-- begin EXTRACTED ENTRIES --

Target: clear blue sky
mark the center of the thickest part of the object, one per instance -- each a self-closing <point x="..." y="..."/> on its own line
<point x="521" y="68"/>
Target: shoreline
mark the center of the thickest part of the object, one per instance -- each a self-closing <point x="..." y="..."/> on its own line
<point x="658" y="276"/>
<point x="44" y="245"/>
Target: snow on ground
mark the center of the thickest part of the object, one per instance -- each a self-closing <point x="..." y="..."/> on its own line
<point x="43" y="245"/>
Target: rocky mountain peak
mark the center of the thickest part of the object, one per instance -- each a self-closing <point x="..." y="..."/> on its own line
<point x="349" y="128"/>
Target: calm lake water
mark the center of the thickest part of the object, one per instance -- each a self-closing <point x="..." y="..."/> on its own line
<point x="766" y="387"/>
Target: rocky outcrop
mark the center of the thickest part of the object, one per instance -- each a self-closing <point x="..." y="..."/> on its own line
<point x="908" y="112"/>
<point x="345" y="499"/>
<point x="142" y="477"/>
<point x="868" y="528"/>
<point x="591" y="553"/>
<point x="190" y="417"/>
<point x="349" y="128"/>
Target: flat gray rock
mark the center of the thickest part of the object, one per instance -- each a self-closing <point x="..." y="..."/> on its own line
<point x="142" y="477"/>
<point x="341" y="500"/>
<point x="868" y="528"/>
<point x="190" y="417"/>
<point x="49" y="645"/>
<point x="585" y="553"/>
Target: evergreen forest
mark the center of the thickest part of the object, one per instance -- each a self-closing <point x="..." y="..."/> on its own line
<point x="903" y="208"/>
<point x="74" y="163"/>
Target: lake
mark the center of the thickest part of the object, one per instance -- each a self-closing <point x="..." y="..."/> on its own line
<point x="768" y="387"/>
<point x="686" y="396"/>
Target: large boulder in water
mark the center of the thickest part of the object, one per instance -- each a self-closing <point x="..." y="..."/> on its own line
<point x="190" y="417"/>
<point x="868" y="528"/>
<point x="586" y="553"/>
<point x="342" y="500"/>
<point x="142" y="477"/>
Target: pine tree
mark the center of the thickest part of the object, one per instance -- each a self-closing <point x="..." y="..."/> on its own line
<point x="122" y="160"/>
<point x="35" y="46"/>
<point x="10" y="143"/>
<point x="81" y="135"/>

-- end EXTRACTED ENTRIES --

### INSTRUCTION
Format the lines of this listing as a numbered list, leaving out any blank lines.

### FULL SOLUTION
1. Target: clear blue sky
2. mark the center of the thickest part of the object, one per instance -- each a self-closing <point x="..." y="..."/> on its own line
3. <point x="521" y="68"/>
4. Target: shoreline
5. mark the center of the thickest part of the object, one per instance -- each a self-closing <point x="..." y="..."/> on its own line
6. <point x="658" y="276"/>
7. <point x="44" y="245"/>
8. Target: snow on ground
9. mark the center of the thickest part of the object, one per instance -- each a self-closing <point x="..." y="..."/> on its own line
10. <point x="43" y="245"/>
11. Target: rocky mountain peak
12. mark the center of the thickest part of the object, one per instance -- each a self-closing <point x="..." y="..."/> on its own line
13. <point x="349" y="128"/>
14. Target: calm lake water
15. mark the center of the thickest part of the object, one per instance -- each a self-closing <point x="..." y="..."/> on its own line
16. <point x="766" y="387"/>
17. Target: rocky outcrop
18. mark the center of the thickest part of the object, one per instance -- each a self-closing <point x="..." y="..."/> on its own line
19. <point x="908" y="112"/>
20. <point x="345" y="499"/>
21. <point x="142" y="477"/>
22. <point x="868" y="528"/>
23. <point x="591" y="553"/>
24. <point x="190" y="417"/>
25. <point x="349" y="128"/>
26. Target: flat gray rock
27. mark the center of the thickest part of the object, one per instance -- each a self-closing <point x="..." y="..."/> on its own line
28. <point x="142" y="477"/>
29. <point x="341" y="500"/>
30. <point x="868" y="528"/>
31. <point x="190" y="417"/>
32. <point x="49" y="645"/>
33. <point x="585" y="553"/>
34. Target: evergreen forest
35. mark the center of the thickest part of the object, one per instance -- each a self-closing <point x="..." y="..."/> on its own line
36. <point x="903" y="208"/>
37. <point x="74" y="163"/>
38. Target: lake
39. mark the center of the thickest part of the object, one per instance -- each a self-closing <point x="..." y="..."/> on its own line
40. <point x="768" y="387"/>
41. <point x="686" y="396"/>
42. Target: large boulder in water
43. mark the center of the thickest part of the object, one per instance -- each a self-closing <point x="..." y="..."/> on its own line
44. <point x="190" y="417"/>
45. <point x="868" y="528"/>
46. <point x="586" y="553"/>
47. <point x="342" y="500"/>
48. <point x="142" y="477"/>
49. Target: pine tree
50. mark the center of the thickest part of the object, one per instance -- each a self-closing <point x="..." y="..."/> on its own line
51. <point x="122" y="160"/>
52. <point x="35" y="46"/>
53. <point x="10" y="143"/>
54. <point x="81" y="135"/>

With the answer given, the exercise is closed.